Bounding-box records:

* * * * *

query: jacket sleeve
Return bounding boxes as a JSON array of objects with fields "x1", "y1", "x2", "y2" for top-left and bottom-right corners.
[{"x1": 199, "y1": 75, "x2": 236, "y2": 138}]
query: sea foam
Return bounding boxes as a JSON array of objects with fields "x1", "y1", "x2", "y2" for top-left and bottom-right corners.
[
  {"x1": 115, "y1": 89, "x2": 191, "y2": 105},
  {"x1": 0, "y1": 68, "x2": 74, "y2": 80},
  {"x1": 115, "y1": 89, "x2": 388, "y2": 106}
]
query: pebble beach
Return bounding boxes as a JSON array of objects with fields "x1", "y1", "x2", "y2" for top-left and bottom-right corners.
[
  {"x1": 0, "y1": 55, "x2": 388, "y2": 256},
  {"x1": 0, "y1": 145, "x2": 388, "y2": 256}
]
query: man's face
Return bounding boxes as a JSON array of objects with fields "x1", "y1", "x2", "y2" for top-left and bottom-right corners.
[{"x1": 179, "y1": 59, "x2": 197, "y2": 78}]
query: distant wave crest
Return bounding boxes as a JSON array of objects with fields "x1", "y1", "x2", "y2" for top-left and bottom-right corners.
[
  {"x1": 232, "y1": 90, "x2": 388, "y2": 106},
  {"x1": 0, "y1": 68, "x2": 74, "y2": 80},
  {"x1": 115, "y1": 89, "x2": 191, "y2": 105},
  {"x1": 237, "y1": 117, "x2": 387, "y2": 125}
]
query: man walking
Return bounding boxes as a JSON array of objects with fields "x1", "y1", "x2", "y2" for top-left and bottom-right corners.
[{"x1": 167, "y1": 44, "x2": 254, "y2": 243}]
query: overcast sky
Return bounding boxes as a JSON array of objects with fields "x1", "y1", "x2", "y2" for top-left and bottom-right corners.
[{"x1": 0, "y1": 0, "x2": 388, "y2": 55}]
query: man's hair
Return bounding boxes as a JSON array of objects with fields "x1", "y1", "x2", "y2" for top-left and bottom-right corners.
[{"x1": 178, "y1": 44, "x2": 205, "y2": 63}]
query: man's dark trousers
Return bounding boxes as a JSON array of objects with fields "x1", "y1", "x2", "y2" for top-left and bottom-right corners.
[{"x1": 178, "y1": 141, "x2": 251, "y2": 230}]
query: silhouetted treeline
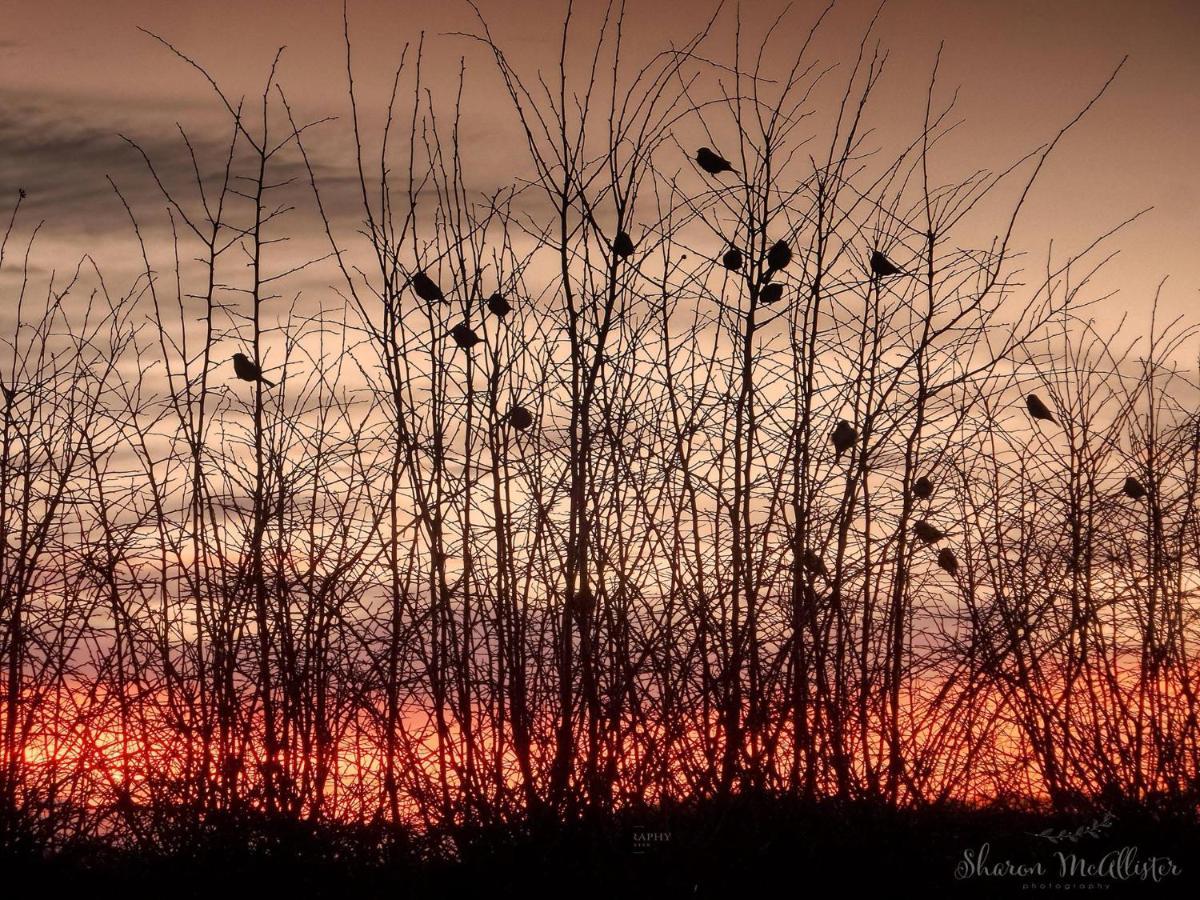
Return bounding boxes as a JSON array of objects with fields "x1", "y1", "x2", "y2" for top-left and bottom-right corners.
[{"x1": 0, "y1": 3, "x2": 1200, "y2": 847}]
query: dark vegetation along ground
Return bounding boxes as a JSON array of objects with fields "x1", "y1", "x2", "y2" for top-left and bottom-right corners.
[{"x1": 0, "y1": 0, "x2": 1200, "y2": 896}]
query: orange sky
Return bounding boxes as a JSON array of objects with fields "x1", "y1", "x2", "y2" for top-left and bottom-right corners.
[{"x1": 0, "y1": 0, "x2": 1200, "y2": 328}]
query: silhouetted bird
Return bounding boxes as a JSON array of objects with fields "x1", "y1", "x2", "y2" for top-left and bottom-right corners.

* * * * *

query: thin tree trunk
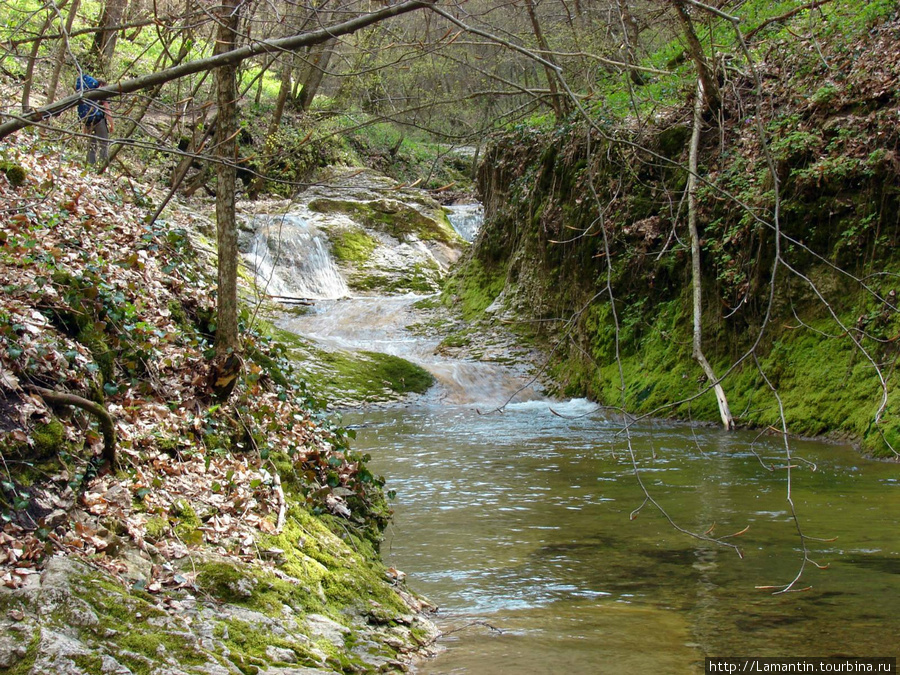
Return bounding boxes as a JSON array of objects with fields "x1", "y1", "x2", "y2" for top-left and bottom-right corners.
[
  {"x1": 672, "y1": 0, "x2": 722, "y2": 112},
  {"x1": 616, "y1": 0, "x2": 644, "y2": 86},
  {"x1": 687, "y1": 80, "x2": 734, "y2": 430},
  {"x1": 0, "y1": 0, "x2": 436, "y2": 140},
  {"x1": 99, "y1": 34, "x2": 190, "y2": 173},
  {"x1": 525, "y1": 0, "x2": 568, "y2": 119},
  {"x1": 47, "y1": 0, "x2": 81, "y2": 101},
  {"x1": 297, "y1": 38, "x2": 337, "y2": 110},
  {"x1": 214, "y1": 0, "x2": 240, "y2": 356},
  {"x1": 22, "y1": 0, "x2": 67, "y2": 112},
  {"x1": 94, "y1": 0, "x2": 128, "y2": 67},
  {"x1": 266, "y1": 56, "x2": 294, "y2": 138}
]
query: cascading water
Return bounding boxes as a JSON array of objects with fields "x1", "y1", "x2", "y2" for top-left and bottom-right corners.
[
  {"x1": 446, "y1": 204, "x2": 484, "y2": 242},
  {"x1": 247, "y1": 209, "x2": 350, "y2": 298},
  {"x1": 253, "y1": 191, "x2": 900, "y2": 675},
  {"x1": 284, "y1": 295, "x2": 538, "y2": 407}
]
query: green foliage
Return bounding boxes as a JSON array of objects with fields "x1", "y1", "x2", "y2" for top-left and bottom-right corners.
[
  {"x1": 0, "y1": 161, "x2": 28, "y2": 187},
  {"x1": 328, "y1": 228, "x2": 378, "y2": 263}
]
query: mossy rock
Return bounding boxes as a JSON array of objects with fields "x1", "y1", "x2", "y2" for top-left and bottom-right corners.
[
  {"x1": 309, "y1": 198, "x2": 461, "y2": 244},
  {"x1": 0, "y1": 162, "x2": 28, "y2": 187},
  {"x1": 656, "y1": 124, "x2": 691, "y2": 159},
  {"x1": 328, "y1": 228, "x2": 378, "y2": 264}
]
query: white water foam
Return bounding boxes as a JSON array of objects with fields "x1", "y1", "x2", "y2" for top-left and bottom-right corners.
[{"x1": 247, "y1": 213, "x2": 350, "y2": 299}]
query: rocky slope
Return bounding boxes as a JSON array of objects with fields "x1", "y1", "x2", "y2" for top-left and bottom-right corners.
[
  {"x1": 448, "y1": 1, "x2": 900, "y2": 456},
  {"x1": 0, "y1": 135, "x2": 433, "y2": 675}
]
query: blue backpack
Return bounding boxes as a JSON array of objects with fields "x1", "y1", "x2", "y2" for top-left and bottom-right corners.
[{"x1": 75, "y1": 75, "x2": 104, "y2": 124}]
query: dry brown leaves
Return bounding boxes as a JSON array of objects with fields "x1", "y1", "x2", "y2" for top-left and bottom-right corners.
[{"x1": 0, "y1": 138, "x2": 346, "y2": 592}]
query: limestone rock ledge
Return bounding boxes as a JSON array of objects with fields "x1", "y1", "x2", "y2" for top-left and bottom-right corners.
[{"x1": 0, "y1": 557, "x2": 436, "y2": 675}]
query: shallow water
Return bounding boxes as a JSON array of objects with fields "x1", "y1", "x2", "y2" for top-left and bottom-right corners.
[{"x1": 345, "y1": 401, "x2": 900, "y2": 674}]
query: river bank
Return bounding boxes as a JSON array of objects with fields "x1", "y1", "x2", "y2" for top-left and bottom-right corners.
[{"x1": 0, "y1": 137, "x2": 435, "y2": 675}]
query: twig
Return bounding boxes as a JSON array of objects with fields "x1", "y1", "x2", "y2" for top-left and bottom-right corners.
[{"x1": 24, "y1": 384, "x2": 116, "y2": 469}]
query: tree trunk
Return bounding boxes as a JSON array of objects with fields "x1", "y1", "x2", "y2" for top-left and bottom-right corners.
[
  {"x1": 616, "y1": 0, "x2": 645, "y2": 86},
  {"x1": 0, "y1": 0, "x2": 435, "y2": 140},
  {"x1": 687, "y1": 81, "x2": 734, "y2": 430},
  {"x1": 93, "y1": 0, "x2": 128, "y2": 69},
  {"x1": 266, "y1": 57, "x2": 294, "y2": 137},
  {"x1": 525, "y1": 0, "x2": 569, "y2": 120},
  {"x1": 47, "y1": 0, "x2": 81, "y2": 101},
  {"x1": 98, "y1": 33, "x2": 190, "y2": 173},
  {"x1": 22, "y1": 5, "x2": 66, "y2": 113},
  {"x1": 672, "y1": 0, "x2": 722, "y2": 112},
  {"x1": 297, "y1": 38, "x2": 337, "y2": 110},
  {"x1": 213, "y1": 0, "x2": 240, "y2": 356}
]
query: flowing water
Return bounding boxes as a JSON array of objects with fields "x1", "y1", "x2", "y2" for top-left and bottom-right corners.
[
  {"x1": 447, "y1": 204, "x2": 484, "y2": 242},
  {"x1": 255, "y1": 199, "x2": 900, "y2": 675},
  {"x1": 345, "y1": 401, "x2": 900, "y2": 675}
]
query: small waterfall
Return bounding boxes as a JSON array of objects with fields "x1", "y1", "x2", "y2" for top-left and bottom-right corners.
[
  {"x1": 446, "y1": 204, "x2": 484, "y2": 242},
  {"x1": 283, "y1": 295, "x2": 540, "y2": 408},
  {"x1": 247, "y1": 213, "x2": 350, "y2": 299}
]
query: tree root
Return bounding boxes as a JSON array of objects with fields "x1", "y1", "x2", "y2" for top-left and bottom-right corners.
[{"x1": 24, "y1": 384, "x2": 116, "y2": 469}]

* * * * *

Stated problem:
List each line of the material above that contains the string "silhouetted". Case matters.

Response to the exercise:
query: silhouetted treeline
query: silhouetted bird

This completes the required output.